-------- Document passage

AgentOps Incident Runbook — Consumer Recovery¶

Audience: Anyone responding to a broken AgentOps installation. Assumption: You are stressed and need copy-pasteable commands. Each section is self-contained.

Table of Contents¶

Emergency Kill Switches
Scenario A: Broken Skills After Update
Scenario B: Evolve Pushed Bad Code to Main
Scenario C: Hook Scripts Fail at Session Start
Rollback Options
Root Cause Analysis
Prevention Checklist

1. Emergency Kill Switches¶

Do these FIRST if sessions are broken. Restore functionality, then investigate.

Bash

# Disable ALL AgentOps hooks globally (instant, affects all sessions)
export AGENTOPS_HOOKS_DISABLED=1

# Stop evolve from running (persistent across sessions)
mkdir -p ~/.config/evolve
echo "incident $(date -Iseconds)" > ~/.config/evolve/KILL

To make the hook disable persistent, add to your shell profile:

Bash

echo 'export AGENTOPS_HOOKS_DISABLED=1' >> ~/.zshrc

Per-Hook Kill Switches¶

If you know which hook is broken, disable just that one:

Hook	Kill Switch Env Var
session-start.sh	`AGENTOPS_SESSION_START_DISABLED=1`
pre-mortem-gate.sh	`AGENTOPS_SKIP_PRE_MORTEM_GATE=1`
task-validation-gate.sh	`AGENTOPS_TASK_VALIDATION_DISABLED=1`
pending-cleaner.sh	`AGENTOPS_PENDING_CLEANER_DISABLED=1`
precompact-snapshot.sh	`AGENTOPS_PRECOMPACT_DISABLED=1`
All hooks (global)	`AGENTOPS_HOOKS_DISABLED=1`

Every hook script checks AGENTOPS_HOOKS_DISABLED=1 at the top and exits immediately if set.

----------------
-------- Source information

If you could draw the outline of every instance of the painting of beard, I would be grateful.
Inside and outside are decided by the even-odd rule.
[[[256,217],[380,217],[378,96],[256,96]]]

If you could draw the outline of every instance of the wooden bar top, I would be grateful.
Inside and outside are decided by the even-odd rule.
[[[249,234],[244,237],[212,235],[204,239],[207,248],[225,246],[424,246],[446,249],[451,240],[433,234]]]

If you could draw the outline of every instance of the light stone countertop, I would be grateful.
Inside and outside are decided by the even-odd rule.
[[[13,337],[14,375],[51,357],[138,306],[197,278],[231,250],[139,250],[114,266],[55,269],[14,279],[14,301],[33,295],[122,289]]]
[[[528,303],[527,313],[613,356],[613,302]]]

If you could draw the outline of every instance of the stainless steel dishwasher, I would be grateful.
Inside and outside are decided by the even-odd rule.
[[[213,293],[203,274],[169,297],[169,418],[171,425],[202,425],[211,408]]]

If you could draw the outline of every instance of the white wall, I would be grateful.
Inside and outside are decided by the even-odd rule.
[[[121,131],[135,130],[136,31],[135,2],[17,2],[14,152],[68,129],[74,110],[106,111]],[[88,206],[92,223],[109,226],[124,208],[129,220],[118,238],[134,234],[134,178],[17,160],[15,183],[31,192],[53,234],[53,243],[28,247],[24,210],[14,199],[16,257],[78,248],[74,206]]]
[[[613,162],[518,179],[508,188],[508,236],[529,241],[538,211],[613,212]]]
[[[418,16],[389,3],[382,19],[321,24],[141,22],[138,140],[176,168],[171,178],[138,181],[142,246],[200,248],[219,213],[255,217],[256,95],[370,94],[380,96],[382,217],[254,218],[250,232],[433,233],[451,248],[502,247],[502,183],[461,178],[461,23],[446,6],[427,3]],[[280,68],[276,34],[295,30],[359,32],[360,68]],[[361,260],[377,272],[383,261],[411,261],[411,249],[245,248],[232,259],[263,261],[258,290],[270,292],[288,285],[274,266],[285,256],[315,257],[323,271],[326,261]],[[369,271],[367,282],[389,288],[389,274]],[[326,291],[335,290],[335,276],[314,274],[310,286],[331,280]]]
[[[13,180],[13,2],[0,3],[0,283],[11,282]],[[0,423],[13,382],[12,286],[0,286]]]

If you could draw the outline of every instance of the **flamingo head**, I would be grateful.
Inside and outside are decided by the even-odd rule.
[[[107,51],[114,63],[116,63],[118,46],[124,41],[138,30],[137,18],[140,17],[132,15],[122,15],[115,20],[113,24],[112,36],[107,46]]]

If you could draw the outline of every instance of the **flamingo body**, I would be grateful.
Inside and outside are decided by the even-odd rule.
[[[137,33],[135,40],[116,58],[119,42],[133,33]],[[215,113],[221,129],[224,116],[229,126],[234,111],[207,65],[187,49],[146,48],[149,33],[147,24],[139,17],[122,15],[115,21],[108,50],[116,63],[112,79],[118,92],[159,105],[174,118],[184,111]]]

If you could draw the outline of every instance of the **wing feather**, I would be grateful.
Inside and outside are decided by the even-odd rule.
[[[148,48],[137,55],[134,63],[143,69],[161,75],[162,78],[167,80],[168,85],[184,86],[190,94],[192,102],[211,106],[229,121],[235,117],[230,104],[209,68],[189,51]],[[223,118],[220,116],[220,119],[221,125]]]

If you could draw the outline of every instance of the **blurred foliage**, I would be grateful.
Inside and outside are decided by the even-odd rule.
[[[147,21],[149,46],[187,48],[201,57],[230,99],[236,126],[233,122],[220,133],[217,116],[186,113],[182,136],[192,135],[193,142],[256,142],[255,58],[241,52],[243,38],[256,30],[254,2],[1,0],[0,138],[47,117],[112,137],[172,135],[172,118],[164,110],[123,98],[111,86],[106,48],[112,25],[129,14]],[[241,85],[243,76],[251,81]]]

----------------

◆ Exercise goal:
Which environment variable does the incident runbook give for turning off only the pending-cleaner.sh hook? The listing has nothing to do with this.

◆ Answer space:
AGENTOPS_PENDING_CLEANER_DISABLED=1